Edit the part of the rows that opens with the line containing "locate lamp post -- one point per instance" and runs through the end of the rows: swap "knit hat" for "wool cap" and give that part again with nothing else changed.

A run of rows:
╭──

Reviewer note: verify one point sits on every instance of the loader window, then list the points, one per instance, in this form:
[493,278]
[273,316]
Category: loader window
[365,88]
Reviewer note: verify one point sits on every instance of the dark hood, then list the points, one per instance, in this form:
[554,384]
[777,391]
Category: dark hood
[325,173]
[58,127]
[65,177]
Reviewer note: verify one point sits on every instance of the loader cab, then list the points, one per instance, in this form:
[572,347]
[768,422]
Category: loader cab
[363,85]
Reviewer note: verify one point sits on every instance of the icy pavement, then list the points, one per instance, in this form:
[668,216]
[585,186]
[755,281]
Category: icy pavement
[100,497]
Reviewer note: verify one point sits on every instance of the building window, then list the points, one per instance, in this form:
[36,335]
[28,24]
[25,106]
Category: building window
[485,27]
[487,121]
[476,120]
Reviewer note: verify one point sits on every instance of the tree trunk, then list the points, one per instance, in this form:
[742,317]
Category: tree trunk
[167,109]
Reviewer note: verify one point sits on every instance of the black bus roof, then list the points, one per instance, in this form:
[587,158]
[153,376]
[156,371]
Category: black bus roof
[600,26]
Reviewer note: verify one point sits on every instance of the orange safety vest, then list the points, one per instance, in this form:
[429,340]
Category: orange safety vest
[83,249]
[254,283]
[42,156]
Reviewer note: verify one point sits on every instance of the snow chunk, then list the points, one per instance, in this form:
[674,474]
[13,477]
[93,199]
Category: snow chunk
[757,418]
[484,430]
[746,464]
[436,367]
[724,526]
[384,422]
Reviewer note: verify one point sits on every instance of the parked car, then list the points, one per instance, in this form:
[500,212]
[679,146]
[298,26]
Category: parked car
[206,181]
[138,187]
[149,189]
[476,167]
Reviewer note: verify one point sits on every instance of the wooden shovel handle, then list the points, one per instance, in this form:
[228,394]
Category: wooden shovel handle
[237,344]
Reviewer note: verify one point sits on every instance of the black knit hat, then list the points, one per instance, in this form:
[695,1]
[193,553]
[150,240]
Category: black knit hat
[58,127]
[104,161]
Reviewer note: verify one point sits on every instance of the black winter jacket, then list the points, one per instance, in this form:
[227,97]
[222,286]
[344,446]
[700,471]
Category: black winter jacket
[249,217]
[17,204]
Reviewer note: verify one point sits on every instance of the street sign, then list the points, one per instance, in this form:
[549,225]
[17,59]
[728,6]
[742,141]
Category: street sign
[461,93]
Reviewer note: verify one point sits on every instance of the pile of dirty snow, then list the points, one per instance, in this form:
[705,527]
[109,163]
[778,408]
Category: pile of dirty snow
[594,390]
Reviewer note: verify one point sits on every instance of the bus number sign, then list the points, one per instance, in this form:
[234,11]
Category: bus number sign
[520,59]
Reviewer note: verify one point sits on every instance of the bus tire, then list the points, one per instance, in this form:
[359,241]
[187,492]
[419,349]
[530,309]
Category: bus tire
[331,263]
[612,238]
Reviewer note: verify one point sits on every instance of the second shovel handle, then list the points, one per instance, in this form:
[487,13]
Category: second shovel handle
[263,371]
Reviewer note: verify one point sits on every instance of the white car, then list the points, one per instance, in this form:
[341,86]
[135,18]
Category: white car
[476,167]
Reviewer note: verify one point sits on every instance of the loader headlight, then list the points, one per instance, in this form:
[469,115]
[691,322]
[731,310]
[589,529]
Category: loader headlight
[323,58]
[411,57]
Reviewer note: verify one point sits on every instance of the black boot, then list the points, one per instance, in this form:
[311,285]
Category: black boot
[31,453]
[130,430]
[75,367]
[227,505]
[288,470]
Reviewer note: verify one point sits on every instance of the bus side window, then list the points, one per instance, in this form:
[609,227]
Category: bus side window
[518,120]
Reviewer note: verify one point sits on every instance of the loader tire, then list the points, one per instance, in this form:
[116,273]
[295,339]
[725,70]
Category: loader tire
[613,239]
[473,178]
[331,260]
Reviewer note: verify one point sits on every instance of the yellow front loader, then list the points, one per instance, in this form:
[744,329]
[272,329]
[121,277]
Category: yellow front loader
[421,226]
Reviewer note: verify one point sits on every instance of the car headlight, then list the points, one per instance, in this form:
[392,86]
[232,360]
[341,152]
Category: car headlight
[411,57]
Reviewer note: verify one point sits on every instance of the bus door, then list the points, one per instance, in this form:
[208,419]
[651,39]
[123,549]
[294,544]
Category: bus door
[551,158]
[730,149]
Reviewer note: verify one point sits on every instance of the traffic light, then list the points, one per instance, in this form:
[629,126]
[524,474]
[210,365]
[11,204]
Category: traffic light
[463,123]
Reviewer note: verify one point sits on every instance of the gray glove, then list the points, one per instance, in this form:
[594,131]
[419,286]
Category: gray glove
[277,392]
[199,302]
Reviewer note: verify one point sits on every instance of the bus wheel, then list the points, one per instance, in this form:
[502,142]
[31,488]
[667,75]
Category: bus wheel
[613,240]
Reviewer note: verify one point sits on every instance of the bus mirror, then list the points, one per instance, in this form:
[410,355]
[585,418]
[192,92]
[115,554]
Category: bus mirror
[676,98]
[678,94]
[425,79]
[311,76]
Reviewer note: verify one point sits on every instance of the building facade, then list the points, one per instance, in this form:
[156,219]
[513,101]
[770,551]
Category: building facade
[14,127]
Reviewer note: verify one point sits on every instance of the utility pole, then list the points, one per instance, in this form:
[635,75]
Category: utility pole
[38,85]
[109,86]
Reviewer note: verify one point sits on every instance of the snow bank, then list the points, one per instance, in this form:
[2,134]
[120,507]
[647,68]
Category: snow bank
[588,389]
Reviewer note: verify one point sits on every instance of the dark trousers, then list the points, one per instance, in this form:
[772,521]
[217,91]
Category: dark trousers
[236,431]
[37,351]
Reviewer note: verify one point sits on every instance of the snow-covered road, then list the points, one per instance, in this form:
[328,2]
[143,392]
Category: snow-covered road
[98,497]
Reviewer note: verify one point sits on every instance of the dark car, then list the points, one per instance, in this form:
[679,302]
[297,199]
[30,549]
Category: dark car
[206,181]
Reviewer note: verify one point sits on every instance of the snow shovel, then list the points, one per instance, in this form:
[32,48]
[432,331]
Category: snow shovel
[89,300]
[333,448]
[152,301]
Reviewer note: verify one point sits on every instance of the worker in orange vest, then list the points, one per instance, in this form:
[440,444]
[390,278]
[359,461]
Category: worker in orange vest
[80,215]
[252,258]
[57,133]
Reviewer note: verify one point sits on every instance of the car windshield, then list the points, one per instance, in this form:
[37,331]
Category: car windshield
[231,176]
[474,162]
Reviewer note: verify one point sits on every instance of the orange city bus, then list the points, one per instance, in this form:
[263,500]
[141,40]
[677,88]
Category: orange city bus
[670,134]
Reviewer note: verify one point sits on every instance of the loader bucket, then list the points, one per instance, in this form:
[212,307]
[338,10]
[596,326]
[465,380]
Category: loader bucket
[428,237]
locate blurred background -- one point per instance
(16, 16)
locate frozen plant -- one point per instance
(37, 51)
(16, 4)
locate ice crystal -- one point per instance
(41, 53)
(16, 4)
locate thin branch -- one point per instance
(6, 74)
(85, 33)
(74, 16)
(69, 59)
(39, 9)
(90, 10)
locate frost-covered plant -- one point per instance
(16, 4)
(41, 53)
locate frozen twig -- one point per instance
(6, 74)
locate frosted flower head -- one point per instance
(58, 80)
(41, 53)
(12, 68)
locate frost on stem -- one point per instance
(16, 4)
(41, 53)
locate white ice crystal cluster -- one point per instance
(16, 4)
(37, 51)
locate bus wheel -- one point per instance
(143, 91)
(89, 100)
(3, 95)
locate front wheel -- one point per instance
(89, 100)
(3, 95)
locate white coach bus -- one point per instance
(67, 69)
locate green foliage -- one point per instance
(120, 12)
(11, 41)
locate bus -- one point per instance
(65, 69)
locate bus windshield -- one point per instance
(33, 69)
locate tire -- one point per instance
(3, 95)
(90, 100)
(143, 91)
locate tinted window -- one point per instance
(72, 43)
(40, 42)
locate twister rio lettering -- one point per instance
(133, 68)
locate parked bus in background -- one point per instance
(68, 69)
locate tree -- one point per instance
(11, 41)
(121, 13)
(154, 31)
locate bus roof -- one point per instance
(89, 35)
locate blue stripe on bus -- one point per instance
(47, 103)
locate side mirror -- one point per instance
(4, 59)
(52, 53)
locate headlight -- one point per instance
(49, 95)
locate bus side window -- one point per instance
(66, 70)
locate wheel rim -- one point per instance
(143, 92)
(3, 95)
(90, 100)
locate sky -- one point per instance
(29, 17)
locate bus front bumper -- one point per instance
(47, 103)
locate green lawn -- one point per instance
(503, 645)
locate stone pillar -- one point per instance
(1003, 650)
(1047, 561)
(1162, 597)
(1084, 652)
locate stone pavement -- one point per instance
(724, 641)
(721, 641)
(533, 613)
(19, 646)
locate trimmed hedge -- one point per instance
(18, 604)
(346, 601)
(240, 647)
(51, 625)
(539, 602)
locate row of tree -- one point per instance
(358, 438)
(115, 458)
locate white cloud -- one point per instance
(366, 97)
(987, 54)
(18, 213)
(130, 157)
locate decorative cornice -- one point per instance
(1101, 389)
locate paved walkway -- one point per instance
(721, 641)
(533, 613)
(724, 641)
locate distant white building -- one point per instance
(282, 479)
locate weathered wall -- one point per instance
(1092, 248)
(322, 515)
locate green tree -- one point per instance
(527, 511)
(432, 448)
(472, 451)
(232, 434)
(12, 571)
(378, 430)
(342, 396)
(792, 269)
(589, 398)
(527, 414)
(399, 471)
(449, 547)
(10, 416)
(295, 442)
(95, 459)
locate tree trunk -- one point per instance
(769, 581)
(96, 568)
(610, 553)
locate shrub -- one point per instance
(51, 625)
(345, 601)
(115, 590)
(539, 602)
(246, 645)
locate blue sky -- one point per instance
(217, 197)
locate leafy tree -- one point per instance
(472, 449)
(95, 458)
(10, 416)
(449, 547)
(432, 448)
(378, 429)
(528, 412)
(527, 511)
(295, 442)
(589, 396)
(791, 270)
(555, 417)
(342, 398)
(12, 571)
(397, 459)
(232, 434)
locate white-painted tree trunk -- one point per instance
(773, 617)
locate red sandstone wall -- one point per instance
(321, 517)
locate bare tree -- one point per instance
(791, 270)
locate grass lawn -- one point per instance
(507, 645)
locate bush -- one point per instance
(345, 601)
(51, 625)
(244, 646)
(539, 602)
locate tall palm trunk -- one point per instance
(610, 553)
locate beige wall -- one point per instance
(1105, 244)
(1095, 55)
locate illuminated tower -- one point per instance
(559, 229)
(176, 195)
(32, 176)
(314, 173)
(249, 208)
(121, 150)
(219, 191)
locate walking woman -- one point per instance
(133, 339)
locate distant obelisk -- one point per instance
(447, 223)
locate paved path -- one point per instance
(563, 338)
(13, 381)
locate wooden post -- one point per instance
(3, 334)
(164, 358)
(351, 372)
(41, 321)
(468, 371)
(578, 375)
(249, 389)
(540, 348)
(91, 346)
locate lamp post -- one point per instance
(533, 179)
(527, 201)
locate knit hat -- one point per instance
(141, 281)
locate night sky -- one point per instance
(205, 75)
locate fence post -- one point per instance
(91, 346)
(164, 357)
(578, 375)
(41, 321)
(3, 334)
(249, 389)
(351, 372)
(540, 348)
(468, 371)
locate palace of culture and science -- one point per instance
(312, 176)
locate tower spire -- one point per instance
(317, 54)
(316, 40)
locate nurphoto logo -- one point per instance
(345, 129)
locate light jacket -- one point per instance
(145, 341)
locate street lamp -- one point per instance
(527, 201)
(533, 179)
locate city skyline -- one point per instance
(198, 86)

╰──

▶ **Solved exercise**
locate lamp post -- one point per instance
(533, 179)
(527, 201)
locate wool cap -- one point per instance
(141, 281)
locate night sky -- one point per instance
(205, 75)
locate fence post -- one point per instance
(91, 346)
(164, 357)
(578, 375)
(41, 321)
(3, 334)
(249, 389)
(351, 372)
(540, 348)
(468, 371)
locate palace of culture and science -- one point per instance
(312, 176)
locate tower spire -- one point per instance
(317, 54)
(316, 40)
locate nurphoto logo -- one point per instance
(345, 129)
locate light jacket -- one point per instance
(145, 341)
locate street lamp -- one point per instance
(527, 201)
(533, 179)
locate city skyline -- one point per instance
(198, 86)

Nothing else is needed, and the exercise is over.